# Provided text
★ ★ ★ ★
Like most of you, I’ve been following the posts and news stories about break-ins, robberies, car prowls, and other crimes in and around our neighborhood. One of our close neighbors had their car window smashed in a few weeks ago—and none of us heard a thing. I try to balance between wariness and paranoia, common sense and complacency. Mostly, I try to focus on what I can do to keep our community as safe as possible.
Many people travel during December, leaving their homes for a few days or weeks. I encourage you to consider a safety plan for your home while making your travel plans. Here are a couple of sites with basic safety/crime prevention tips, and here’s my list:
- Inform your immediate neighbors that you’re going to be gone and ask them to keep an eye on your car and the exterior of your house.
- Lock everything—windows, doors, sheds/garages, cars.
- Leave keys (house and car) with at least one trusted neighbor, along with local emergency contacts and a way to reach you while you’re gone.
- For short trips, ask someone to check your mail—just so that there’s foot traffic up and down your porch and to prevent possible mail/identity theft.
- Ask someone to brush leaves/snow off your car or to keep an eye on your garage.
- For longer trips, either put a hold on mail and paper delivery or ask someone to pick up daily (same with the promotional materials people leave on doorknobs, yellow page books, and other deliveries).
- Keep things normal: consider putting a couple of lamps on a timer; if you have holiday lights or use exterior lights, put them on a timer, too; ask someone to bring trash/recycle/yard waste cans to the curb and back.
- If you’re planning to be away for more than a few days, consider asking someone to come in and check on your house. There are some very responsible teenagers in our neighborhood.
- Find someone you trust to stay in your house. Check references and have your neighbors check in on this person.
- If you have pets, you’ll need to take them into consideration as well; these tips are for property safety only. Special considerations for pets: let your vet know you’re traveling and leave a check or credit card number with them in case of emergency; make sure your pet-sitter has access to travel carriers and driving directions to the emergency clinic; keep copies of pet license numbers and/or microchip numbers current.
★ ★ ★ ★
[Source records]
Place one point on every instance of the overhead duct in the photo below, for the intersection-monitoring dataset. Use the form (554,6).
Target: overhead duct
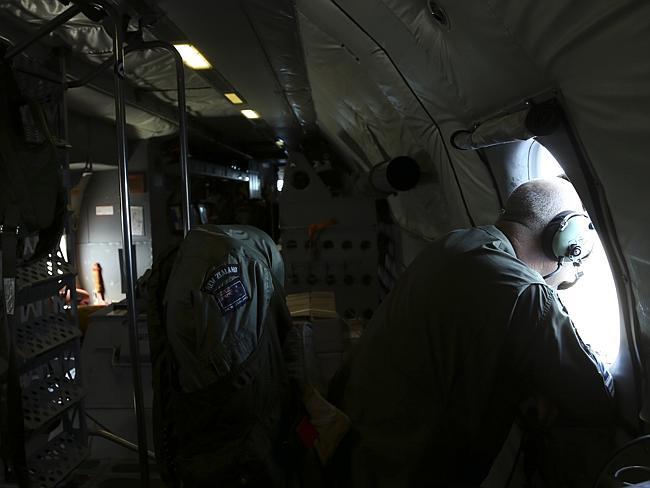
(398,174)
(537,120)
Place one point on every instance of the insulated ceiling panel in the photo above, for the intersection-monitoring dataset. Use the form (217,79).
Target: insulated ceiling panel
(224,33)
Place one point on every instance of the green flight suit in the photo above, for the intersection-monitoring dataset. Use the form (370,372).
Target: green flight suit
(466,334)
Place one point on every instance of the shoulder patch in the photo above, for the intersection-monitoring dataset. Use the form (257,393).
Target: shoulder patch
(218,276)
(225,284)
(232,296)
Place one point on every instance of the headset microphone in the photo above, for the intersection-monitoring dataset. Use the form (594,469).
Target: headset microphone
(569,236)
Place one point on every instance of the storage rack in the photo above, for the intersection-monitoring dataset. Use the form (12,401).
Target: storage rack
(53,461)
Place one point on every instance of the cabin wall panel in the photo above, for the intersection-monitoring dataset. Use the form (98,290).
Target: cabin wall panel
(353,78)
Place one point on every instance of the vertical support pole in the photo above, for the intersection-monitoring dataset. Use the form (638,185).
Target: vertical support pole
(182,123)
(129,272)
(182,129)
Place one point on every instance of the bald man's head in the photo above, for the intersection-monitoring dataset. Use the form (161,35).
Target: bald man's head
(535,203)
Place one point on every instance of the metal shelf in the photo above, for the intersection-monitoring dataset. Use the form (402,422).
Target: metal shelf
(43,278)
(53,462)
(43,335)
(48,398)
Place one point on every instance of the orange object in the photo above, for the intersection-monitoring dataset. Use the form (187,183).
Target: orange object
(98,284)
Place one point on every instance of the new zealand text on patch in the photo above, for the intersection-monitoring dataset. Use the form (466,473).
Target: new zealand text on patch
(232,296)
(219,276)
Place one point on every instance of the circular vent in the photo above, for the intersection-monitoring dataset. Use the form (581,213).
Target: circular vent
(438,14)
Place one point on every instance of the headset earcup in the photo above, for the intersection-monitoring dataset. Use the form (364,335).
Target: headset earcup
(550,233)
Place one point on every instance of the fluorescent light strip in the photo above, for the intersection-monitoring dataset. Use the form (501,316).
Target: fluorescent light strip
(250,114)
(192,57)
(233,98)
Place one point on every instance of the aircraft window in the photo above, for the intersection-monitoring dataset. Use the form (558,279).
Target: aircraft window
(592,302)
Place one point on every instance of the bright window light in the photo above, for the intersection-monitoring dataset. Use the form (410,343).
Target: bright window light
(233,98)
(592,302)
(250,114)
(192,57)
(63,245)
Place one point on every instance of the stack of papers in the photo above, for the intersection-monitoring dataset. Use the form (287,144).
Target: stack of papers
(315,304)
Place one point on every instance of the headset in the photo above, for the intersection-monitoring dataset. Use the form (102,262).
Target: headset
(568,237)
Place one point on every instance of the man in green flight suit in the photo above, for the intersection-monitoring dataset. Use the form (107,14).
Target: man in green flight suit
(470,330)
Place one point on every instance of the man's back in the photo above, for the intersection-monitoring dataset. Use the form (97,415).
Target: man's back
(434,384)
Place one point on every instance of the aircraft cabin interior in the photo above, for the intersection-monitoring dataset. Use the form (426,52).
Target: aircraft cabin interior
(268,179)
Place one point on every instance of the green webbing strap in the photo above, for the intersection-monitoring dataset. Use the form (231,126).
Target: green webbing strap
(13,422)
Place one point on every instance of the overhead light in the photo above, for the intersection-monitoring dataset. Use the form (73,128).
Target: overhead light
(250,114)
(192,57)
(233,98)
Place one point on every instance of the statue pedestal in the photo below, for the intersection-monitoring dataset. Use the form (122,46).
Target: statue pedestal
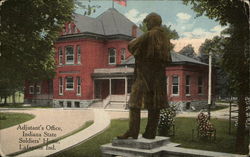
(140,147)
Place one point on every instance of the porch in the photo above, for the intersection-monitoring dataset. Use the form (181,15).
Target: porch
(112,87)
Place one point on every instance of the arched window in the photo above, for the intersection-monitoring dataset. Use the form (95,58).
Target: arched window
(175,85)
(123,54)
(112,55)
(69,59)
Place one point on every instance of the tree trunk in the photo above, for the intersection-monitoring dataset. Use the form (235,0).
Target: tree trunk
(241,128)
(5,100)
(13,98)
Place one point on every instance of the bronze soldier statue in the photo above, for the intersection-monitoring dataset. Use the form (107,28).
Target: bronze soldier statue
(152,54)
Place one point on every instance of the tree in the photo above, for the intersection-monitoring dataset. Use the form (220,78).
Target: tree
(171,34)
(188,51)
(27,32)
(236,57)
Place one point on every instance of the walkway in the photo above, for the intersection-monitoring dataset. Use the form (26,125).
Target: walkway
(99,125)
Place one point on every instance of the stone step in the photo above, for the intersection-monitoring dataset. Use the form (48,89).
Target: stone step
(141,143)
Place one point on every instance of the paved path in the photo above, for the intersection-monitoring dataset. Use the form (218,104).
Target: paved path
(101,122)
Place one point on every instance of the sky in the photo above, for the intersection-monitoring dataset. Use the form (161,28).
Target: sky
(191,29)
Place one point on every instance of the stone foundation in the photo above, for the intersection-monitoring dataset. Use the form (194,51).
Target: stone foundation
(190,105)
(39,102)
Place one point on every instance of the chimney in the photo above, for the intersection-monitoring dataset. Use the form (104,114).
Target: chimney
(134,31)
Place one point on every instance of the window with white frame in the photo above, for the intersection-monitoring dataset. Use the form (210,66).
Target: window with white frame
(69,104)
(31,89)
(38,89)
(69,83)
(200,85)
(78,86)
(78,48)
(187,85)
(112,56)
(175,85)
(60,56)
(69,59)
(77,104)
(167,83)
(123,54)
(60,86)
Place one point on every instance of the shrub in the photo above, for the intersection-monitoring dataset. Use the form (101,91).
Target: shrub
(166,120)
(205,127)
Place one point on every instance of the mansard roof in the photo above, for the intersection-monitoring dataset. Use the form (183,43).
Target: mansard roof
(176,59)
(109,23)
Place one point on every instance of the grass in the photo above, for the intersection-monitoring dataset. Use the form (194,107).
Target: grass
(84,126)
(184,126)
(223,143)
(21,106)
(219,107)
(91,148)
(10,119)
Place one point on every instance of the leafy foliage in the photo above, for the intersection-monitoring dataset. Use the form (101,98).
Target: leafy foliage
(236,57)
(166,119)
(171,34)
(188,51)
(28,31)
(205,127)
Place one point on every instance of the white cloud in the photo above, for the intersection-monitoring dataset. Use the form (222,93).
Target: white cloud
(183,16)
(135,16)
(182,42)
(195,37)
(217,28)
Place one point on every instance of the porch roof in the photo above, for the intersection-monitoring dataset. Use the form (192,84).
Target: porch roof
(113,72)
(176,59)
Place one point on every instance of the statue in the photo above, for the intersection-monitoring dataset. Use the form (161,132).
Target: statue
(152,54)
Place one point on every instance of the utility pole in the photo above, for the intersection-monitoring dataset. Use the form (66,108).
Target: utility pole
(209,84)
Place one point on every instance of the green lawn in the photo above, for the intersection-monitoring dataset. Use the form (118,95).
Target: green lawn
(223,143)
(184,126)
(11,119)
(21,106)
★ ★ ★ ★
# Exercise requirements
[1] In the holiday travel safety post, what should pet owners leave with their vet in case of an emergency?
[2] Continue the holiday travel safety post from its last sentence.
The listing is separate material and not part of the holiday travel safety post.

# Set of answers
[1] A check or a credit card number.

[2]
Our entire community is safer when we get to know each other. Offer to help your neighbors, and ask for help. Bring in the trash cans for an elderly neighbor, deliver cookies to a newcomer, and talk to people when you see them outside. If you see something suspicious or have concerns, share them—not just with the neighborhood mailing list or the blog, but with the household involved.
Those of us with dogs spend a lot more time on the sidewalk than most people—especially now that it’s dark earlier and the weather isn’t welcoming for an after-dinner stroll. Tica and I are both very aware of the patterns of our neighborhood: what kind of cars people drive, when folks are home, new neighbors… and of course, who has dogs and what time they’re out. We know most of the regulars out walking at various times. I feel like I could reliably identify someone who was out of place, and I’m confident I would notice someone suspicious loading your TV into a van.
Tica and I are a great team to enlist for help watching your house. Your block probably has a few dogs out every night for a constitutional—do you know them? They’re potential allies. The missing piece is knowing how to reach you if there is a problem. Does your next door neighbor have a cell number for you while you’re on vacation?
Wishing everyone a safe, warm winter—at home or away!